Anatomy of a URL and the DNS process.

Anatomy of a URL

URL stands for Uniform Resource Locator. A URL is a web address that points to a specific online resource. Think of a physical address for a home or business for comparison. The address of 972 Market St, San Francisco, CA 94102 points to a specific building in the United States, while the address of https://mail.google.com/gmail points to a specific online resource on a server.

Protocol:

In general terms, a protocol is a set of standards or rules all parties have agree upon to use in practice. In terms of the internet, a network protocol is a set of standards that determines how two computers communicate with each other over a network.

How SSL Works

Domain name (second level domain)

A domain name is your website name. In the example above, ‘google’ is the address where internet users can access your website.

• Stated goal a: Render the rows as a numbered list, from the line containing "white baseboard, once" through the last line of the rows, leaving out any blank lines.
The URL article and the rows have nothing to do with each other.

• Exercise material:

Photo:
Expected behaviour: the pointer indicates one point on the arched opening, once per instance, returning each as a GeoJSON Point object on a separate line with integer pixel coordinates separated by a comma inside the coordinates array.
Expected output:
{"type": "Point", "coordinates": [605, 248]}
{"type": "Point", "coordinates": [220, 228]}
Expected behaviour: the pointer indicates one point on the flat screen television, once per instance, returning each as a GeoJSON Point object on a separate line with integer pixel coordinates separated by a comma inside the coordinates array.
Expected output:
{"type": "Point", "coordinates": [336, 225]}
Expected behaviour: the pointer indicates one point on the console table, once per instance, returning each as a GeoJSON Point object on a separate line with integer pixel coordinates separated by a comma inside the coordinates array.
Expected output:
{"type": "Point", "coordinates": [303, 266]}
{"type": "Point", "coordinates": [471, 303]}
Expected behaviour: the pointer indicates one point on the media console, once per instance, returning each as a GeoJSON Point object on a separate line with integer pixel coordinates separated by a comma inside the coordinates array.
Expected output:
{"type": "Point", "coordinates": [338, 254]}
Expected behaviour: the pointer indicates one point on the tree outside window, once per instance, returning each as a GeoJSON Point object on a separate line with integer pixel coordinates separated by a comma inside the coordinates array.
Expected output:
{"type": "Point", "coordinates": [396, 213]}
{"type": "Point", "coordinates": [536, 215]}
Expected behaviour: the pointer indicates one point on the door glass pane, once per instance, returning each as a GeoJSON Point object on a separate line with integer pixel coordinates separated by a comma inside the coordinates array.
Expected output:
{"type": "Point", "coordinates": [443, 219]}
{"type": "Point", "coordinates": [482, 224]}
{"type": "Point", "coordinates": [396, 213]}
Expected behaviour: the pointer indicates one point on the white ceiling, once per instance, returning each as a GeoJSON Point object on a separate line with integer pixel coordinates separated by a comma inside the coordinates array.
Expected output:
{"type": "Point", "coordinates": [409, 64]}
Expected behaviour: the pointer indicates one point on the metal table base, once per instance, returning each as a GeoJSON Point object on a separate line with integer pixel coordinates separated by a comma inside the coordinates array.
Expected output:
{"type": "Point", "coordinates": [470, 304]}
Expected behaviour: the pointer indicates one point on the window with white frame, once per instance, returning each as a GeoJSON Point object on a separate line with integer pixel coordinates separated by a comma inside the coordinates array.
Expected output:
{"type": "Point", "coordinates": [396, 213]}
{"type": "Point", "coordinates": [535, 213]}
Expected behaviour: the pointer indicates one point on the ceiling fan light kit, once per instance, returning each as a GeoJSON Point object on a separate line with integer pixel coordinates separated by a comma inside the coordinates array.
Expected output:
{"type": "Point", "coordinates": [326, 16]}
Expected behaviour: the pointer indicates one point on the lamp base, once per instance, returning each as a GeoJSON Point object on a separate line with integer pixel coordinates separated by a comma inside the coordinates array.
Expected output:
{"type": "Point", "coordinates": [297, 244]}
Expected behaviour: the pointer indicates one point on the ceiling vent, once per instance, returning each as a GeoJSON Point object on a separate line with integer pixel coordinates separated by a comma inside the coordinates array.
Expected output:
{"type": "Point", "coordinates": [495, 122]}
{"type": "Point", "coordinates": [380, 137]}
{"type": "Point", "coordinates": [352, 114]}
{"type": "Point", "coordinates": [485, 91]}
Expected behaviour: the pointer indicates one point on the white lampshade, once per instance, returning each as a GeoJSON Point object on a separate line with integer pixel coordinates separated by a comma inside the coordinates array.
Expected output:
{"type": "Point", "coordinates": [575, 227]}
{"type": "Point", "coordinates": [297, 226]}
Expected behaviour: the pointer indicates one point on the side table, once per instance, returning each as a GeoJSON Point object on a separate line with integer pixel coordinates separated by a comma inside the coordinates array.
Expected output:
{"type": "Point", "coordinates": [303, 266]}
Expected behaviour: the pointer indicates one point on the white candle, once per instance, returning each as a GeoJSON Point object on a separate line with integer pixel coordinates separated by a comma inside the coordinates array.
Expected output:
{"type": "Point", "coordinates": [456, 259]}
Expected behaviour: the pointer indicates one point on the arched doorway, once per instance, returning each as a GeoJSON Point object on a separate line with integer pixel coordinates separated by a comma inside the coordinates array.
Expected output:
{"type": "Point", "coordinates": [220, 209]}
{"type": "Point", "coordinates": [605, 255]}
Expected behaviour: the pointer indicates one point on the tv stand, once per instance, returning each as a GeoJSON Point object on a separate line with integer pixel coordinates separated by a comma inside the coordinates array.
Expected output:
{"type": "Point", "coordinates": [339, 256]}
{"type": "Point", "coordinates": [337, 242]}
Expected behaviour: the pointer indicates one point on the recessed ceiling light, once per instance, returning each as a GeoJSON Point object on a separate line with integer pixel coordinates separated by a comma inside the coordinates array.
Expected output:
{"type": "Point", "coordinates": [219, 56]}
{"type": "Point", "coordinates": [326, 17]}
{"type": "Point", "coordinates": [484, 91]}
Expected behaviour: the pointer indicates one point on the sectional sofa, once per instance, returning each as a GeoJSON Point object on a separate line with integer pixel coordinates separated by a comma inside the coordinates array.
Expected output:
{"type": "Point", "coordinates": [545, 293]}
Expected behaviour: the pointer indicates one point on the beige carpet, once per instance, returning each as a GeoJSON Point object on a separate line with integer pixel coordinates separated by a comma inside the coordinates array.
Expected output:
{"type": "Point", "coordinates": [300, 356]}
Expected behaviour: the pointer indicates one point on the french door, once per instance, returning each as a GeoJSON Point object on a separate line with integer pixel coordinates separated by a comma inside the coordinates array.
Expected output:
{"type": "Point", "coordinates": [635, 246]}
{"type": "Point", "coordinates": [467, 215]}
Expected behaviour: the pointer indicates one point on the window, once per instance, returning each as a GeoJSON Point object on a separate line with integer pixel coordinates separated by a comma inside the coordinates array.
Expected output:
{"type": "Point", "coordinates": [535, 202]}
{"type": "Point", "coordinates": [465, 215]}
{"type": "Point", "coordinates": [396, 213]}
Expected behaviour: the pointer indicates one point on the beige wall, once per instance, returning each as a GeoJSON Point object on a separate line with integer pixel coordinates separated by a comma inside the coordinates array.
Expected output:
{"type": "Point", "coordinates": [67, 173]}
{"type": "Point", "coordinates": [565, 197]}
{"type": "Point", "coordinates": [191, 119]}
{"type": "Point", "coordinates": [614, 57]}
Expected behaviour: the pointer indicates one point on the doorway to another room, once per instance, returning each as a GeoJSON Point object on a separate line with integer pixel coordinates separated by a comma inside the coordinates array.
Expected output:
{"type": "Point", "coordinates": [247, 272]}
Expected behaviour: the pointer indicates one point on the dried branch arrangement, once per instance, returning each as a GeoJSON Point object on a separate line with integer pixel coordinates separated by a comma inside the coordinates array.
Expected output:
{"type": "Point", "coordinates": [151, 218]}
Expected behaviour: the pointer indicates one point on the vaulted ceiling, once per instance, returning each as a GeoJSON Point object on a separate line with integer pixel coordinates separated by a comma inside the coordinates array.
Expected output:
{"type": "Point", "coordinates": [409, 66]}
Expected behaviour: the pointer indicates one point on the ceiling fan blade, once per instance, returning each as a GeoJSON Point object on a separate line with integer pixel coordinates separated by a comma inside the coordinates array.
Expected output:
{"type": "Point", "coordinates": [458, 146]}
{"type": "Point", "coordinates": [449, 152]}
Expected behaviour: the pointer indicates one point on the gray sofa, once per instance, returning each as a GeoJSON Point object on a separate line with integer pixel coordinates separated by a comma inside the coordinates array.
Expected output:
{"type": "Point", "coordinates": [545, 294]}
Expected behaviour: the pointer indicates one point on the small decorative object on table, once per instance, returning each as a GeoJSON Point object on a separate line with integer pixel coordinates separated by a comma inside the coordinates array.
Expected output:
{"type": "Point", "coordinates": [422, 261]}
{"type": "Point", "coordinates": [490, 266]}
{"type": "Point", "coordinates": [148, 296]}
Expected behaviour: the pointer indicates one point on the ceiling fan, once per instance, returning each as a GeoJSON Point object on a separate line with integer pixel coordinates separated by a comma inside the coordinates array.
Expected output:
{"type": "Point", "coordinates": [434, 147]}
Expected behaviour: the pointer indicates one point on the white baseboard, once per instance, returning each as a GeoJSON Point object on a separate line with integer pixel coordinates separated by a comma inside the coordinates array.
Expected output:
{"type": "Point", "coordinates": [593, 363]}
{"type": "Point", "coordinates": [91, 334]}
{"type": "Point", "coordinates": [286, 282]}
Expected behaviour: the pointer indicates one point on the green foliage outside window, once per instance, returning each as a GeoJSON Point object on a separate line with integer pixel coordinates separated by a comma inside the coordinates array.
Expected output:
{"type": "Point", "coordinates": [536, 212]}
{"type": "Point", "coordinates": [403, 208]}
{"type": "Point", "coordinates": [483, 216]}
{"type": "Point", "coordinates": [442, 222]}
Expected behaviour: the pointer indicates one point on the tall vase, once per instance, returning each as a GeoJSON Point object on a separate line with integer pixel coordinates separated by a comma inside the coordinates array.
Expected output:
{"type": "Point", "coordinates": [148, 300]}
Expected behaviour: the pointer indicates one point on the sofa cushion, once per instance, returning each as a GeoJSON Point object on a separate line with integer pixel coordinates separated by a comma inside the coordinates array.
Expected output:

• Stated goal b: In the URL article, what does URL stand for?

• Task result a:
1. Expected behaviour: the pointer indicates one point on the white baseboard, once per instance, returning each as a GeoJSON Point object on a separate line with integer pixel coordinates separated by a comma inside the coordinates array.
2. Expected output:
3. {"type": "Point", "coordinates": [593, 363]}
4. {"type": "Point", "coordinates": [91, 334]}
5. {"type": "Point", "coordinates": [286, 282]}
6. Expected behaviour: the pointer indicates one point on the green foliage outside window, once per instance, returning each as a GeoJSON Point object on a separate line with integer pixel coordinates separated by a comma inside the coordinates array.
7. Expected output:
8. {"type": "Point", "coordinates": [536, 212]}
9. {"type": "Point", "coordinates": [403, 208]}
10. {"type": "Point", "coordinates": [483, 216]}
11. {"type": "Point", "coordinates": [442, 222]}
12. Expected behaviour: the pointer indicates one point on the tall vase, once per instance, returning each as a GeoJSON Point object on a separate line with integer pixel coordinates separated by a comma inside the coordinates array.
13. Expected output:
14. {"type": "Point", "coordinates": [148, 300]}
15. Expected behaviour: the pointer indicates one point on the sofa cushion, once per instance, returning each as a GeoJSON Point object on a separate line with integer pixel coordinates separated by a comma inside the coordinates array.
16. Expected output:

• Task result b: Uniform Resource Locator.